**Work required:** Would you print each of the entries below precisely as given?
-- Recorded data follows --
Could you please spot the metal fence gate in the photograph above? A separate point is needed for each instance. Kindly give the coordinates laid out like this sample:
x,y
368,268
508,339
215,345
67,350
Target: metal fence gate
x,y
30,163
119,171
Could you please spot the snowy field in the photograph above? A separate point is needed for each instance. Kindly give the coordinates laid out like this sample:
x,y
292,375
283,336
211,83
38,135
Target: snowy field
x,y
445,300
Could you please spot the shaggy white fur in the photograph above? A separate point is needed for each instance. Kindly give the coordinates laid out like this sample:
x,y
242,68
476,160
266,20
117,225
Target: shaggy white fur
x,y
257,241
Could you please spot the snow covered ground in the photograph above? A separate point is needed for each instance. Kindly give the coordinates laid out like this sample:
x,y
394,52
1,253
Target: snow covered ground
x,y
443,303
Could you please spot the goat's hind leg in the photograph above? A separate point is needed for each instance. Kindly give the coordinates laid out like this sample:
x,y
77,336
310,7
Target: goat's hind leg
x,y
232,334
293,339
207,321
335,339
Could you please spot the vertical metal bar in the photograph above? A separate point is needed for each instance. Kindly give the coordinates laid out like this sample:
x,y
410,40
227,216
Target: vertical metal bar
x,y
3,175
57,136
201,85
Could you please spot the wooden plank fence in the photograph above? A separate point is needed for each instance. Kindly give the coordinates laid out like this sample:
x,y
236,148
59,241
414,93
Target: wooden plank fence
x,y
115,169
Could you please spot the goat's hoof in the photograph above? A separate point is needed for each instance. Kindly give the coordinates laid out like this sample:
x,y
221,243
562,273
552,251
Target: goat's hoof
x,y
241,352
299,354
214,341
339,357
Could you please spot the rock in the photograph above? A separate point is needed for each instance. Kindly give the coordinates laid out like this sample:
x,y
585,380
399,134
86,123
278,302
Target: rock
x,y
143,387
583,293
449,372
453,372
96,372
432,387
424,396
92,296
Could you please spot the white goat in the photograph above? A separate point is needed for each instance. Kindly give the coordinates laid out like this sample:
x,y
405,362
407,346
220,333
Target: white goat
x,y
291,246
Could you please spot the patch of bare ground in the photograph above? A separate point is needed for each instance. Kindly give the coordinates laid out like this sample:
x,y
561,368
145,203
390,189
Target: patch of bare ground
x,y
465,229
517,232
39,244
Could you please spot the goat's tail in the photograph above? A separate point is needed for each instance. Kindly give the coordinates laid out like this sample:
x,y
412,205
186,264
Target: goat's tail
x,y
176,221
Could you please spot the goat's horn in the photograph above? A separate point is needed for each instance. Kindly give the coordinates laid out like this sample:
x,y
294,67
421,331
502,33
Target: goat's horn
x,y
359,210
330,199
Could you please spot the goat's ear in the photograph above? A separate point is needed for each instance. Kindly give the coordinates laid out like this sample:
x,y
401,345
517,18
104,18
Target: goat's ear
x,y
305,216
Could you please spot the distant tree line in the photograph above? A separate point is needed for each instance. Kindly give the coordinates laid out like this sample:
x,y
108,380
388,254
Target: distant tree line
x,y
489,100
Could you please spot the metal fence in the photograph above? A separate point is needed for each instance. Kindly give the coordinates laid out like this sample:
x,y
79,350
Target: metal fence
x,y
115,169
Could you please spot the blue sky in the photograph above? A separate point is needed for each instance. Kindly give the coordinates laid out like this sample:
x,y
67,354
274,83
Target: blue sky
-- Recorded data concluded --
**Exercise output:**
Could you please spot the metal fence gate in the photograph above? A separate point is needed for each instance. Kindly give the coordinates laid out like this sample:
x,y
368,268
508,339
215,345
67,350
Target: metal fence gate
x,y
30,163
119,171
Could you please spot the snowy field in the photograph above? A separate point is needed for each instance. Kindly give the coordinates laid out like this sample:
x,y
292,375
283,336
211,83
38,135
Target: snowy field
x,y
445,300
Could you please spot the shaggy white fur in the photograph above? A separate point is needed for each instance. Kindly give the coordinates laid out like this sample:
x,y
242,68
476,160
266,20
117,225
Target: shaggy white fur
x,y
257,241
Could you please spot the snow covered ground in the photograph above? A separate point is needed for each instance. Kindly give the coordinates laid out like this sample:
x,y
394,52
1,253
Target: snow covered ground
x,y
443,303
Could you please spot the goat's hind leg in the photograph above? A separate point is needed for each instance. Kindly give the coordinates laid out like this sample:
x,y
77,336
310,7
Target: goat's hind leg
x,y
232,334
293,339
207,321
335,339
Could you please spot the vertical metal bar in the photograph above? A separate point is needed for each instance. Kindly give the coordinates laid out like this sample:
x,y
410,40
227,216
Target: vertical metal bar
x,y
3,175
57,136
201,85
Could you please spot the wooden plank fence in the photograph above? A separate point is needed for each instance. Kindly give the coordinates laid out like this sample:
x,y
236,148
59,241
414,93
Target: wooden plank fence
x,y
115,169
Could you please spot the goat's hoof in the photograph above? A separate point is needed for each instance. Kindly give the coordinates laid out like this sample:
x,y
221,243
562,273
552,251
Target: goat's hoof
x,y
241,352
299,354
214,341
339,357
Could you please spot the rock in the photograph above? A separate point is needed for each instance. Kindly give the coordinates laid out like this sample:
x,y
585,380
399,134
86,123
278,302
Target: rock
x,y
143,387
583,293
449,372
453,372
96,372
432,387
424,396
92,296
Could you please spot the white goat in the photograph above? A separate point is needed for each instance. Kindly give the coordinates laid out like this sample:
x,y
405,362
407,346
220,333
Target: white goat
x,y
291,246
Could you please spot the patch of bare ground in the photograph above? A separate point is needed for each instance. Kindly give the coordinates laid out like this sample:
x,y
561,368
145,203
390,189
Target: patch of bare ground
x,y
465,229
517,232
39,244
Could you please spot the goat's tail in the photograph above? A separate point is needed for each instance. Kindly give the coordinates laid out like this sample:
x,y
412,205
186,264
Target: goat's tail
x,y
176,221
Could you please spot the goat's horn in the photograph above? A separate point is needed for each instance. Kindly give the coordinates laid out like this sample:
x,y
294,67
421,331
502,33
Target: goat's horn
x,y
359,210
330,199
Could you please spot the goat's ear in the photograph above? A separate point is needed for each instance. Kindly give the coordinates laid out like this sample:
x,y
401,345
517,18
104,18
Target: goat's ear
x,y
305,216
Could you please spot the distant tree line in the photograph above? A separate point is needed for each instance. Kindly give the coordinates laid out like this sample:
x,y
108,380
388,254
Target: distant tree line
x,y
489,100
Could you please spot the metal fence in the photograph above? A separate point is needed for each instance. Kindly give the coordinates laid out like this sample:
x,y
79,350
Target: metal fence
x,y
115,169
Could you please spot the blue sky in the photograph above? A separate point is needed for each instance. Kindly give the coordinates laid out like this sample:
x,y
67,354
274,83
Target: blue sky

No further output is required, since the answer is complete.